#### Instrução 1:
Imprima, sem nenhuma alteração, o trecho da crítica de Mate-Me Por Favor que começa com as palavras "Na verdade, é" e termina com "urbanismo caótico atual.".

Não deixa de ser um fato no mínimo estranho e curioso, que uma obra nacional independente com elementos de horror, como é o caso de Mate-Me Por Favor, teve agendada sua estreia na mesma semana de lançamento do blockbuster Bruxa de Blair. Enquanto a produção americana é a cara do público teen que adora consumir e abstrair entretenimentos de sustos fáceis – os aspectos visuais e sonoros hoje são fundamentais para geração atual -, a obra debute da cineasta Anita Rocha da Silveira caminha a passos largos distante do cinema mainstream, isto é, não é de fácil assimilação para este tipo de público, em razão da sua abordagem pouco convencional, construída toda em metáforas e simbolismos sociais.

Na verdade, é até difícil classificá-la em um gênero específico, pois abraça diversas posições, do terror urbano ao thriller intimista, da comédia teen caricatural a ironia impregnado de forte crítica social. Há o flerte com vários subgêneros, porém, jamais adere a nenhum deles. Essa composição de gêneros variados o transforma em um estranho (e fascinante) oásis sobre as transformações sociais, que analisa a realidade juvenil perante o prisma da violência, sexualidade e do embotamento afetivo das relações. É como se cada elemento que compõe a subjetividade do ser humano brotasse diretamente da sua confrontação com o urbanismo caótico atual.

#### Instrução 2:
Exiba sem alterações somente as linhas dos registros que começam na linha que contém "drop a point: the pool of water below falls" e seguem até o fim dos registros, incluindo a primeira e a última.

Registros de uma coleta de dados:
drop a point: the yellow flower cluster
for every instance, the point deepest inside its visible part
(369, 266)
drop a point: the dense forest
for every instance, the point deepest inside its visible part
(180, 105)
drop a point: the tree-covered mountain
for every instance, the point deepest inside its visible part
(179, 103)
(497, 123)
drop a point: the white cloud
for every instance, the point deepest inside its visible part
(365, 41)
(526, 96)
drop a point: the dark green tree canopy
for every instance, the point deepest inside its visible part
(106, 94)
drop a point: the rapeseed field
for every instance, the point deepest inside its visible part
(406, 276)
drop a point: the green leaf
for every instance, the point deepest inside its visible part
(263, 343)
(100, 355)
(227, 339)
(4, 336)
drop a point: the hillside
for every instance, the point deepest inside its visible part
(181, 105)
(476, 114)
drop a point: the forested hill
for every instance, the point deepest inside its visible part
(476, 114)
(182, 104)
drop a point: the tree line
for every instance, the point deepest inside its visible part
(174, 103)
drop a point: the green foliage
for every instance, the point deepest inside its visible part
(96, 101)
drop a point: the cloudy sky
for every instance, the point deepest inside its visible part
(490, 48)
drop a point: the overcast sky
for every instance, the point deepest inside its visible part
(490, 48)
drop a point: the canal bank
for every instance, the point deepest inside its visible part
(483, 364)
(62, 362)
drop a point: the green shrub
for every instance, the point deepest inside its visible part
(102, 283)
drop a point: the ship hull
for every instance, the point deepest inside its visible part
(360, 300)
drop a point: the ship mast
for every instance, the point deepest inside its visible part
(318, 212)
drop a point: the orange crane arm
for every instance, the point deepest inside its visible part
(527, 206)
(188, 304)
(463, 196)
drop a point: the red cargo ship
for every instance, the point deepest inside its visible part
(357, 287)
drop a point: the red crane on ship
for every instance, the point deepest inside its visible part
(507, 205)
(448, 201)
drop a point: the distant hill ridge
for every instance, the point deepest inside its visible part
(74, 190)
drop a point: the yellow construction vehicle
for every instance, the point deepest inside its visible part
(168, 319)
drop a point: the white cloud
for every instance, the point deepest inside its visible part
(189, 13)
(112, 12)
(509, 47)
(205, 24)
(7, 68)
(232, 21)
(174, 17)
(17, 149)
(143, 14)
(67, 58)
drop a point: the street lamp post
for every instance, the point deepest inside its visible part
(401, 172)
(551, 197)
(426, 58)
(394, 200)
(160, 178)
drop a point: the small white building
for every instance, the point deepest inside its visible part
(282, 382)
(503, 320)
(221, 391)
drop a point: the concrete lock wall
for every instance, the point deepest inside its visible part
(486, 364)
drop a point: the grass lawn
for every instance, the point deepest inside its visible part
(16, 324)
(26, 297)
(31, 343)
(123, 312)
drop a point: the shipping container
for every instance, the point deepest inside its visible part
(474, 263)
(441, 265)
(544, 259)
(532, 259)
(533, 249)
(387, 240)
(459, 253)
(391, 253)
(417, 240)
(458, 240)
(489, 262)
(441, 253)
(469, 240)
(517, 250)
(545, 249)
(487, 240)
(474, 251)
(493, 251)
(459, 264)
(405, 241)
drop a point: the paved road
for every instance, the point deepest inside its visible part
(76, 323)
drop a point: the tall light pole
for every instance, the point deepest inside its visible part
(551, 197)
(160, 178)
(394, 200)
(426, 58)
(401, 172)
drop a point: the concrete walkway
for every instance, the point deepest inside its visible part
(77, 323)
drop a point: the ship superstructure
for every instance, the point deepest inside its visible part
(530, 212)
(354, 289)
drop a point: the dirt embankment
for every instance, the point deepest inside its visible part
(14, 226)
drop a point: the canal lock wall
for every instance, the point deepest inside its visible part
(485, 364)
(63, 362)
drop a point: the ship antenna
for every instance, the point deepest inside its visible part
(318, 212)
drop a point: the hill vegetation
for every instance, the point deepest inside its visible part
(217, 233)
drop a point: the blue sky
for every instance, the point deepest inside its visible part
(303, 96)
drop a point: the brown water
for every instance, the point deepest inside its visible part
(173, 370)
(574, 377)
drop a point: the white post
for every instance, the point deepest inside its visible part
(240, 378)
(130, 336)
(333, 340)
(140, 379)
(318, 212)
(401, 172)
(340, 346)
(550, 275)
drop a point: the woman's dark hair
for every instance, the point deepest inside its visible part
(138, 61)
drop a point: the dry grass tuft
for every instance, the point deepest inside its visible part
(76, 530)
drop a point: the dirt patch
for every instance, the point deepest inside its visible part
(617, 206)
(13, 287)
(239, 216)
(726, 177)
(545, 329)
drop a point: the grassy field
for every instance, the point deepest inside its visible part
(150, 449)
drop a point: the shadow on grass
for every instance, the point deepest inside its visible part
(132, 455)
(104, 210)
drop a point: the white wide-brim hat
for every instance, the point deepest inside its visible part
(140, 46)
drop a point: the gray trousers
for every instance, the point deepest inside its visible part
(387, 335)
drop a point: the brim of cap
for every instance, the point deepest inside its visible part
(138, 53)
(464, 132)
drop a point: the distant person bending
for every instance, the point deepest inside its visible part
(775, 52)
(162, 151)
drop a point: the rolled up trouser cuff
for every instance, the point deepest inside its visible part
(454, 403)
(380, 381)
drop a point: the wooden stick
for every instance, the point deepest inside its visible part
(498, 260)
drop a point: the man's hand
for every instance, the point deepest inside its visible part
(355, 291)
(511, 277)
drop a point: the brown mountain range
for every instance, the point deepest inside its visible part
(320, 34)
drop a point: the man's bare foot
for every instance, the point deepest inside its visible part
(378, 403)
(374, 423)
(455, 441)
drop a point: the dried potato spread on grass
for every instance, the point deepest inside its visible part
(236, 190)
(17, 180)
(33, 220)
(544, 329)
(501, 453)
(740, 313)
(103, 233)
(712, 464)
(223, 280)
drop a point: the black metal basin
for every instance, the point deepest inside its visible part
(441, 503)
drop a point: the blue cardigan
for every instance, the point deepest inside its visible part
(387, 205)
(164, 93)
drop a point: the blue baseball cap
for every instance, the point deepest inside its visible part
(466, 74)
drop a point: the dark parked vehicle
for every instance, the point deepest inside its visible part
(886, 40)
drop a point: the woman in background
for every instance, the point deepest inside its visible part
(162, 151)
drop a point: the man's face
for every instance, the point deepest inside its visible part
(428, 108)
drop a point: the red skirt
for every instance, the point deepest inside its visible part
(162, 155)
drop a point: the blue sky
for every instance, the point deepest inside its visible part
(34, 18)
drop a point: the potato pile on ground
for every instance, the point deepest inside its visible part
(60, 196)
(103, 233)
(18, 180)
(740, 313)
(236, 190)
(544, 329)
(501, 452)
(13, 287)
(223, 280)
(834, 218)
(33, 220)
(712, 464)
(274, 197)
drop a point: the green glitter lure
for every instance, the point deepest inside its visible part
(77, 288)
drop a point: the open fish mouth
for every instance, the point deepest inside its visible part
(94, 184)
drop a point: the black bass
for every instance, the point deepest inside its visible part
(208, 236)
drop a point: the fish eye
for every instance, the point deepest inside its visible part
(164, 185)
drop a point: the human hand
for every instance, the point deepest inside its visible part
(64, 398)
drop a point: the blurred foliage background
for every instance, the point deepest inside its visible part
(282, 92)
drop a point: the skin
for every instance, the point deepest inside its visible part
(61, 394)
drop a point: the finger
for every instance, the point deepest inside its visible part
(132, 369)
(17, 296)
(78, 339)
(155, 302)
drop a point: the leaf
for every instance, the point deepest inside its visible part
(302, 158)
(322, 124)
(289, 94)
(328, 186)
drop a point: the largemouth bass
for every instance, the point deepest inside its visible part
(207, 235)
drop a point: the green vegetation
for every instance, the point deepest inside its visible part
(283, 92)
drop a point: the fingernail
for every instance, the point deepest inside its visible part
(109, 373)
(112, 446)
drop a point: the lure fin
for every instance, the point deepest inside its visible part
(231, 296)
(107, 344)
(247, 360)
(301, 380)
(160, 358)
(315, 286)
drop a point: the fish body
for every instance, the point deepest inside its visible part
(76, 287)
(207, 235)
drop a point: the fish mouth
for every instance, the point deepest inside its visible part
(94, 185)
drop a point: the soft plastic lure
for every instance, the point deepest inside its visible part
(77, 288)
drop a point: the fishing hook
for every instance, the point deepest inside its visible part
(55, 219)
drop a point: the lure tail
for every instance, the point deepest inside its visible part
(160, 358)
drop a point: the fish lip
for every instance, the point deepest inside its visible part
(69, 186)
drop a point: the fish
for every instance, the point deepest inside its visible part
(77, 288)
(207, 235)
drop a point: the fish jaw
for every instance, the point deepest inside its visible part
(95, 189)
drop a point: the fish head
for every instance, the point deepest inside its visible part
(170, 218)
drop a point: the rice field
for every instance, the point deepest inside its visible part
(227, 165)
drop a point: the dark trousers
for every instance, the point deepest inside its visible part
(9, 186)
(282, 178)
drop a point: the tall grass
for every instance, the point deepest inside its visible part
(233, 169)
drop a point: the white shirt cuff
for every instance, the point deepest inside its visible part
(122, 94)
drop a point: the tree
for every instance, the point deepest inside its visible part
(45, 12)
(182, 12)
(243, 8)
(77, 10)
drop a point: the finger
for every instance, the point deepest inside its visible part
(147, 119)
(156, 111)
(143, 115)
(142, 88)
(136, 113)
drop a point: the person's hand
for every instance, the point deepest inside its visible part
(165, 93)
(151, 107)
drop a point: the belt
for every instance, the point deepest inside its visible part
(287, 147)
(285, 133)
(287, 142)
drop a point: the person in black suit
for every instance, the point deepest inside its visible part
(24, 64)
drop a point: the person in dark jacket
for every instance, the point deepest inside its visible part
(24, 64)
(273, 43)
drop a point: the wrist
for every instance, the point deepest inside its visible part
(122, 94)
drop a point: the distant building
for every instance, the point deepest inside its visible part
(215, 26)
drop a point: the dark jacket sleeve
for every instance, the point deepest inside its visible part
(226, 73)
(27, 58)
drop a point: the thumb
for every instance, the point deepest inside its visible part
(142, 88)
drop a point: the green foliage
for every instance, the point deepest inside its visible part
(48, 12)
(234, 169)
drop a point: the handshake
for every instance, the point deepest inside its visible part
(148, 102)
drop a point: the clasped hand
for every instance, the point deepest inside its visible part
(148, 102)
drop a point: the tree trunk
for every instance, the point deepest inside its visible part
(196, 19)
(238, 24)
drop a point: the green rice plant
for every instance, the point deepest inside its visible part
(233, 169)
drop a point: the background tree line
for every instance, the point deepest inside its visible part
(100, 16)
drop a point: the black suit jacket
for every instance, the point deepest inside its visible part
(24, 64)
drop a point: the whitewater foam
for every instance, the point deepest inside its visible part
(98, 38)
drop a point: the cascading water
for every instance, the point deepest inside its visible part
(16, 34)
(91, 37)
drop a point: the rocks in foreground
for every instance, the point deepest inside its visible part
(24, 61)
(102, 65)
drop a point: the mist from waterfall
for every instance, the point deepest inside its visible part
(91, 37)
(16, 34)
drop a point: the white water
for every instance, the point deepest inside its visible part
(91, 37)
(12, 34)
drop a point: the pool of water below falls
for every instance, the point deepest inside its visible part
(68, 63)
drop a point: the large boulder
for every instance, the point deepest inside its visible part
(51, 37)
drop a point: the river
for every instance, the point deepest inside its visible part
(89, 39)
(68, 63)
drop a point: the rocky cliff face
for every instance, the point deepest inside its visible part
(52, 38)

#### Resultado do exercício 1:
Na verdade, é até difícil classificá-la em um gênero específico, pois abraça diversas posições, do terror urbano ao thriller intimista, da comédia teen caricatural a ironia impregnado de forte crítica social. Há o flerte com vários subgêneros, porém, jamais adere a nenhum deles. Essa composição de gêneros variados o transforma em um estranho (e fascinante) oásis sobre as transformações sociais, que analisa a realidade juvenil perante o prisma da violência, sexualidade e do embotamento afetivo das relações. É como se cada elemento que compõe a subjetividade do ser humano brotasse diretamente da sua confrontação com o urbanismo caótico atual.

#### Resultado do exercício 2:
drop a point: the pool of water below falls
for every instance, the point deepest inside its visible part
(68, 63)
drop a point: the large boulder
for every instance, the point deepest inside its visible part
(51, 37)
drop a point: the river
for every instance, the point deepest inside its visible part
(89, 39)
(68, 63)
drop a point: the rocky cliff face
for every instance, the point deepest inside its visible part
(52, 38)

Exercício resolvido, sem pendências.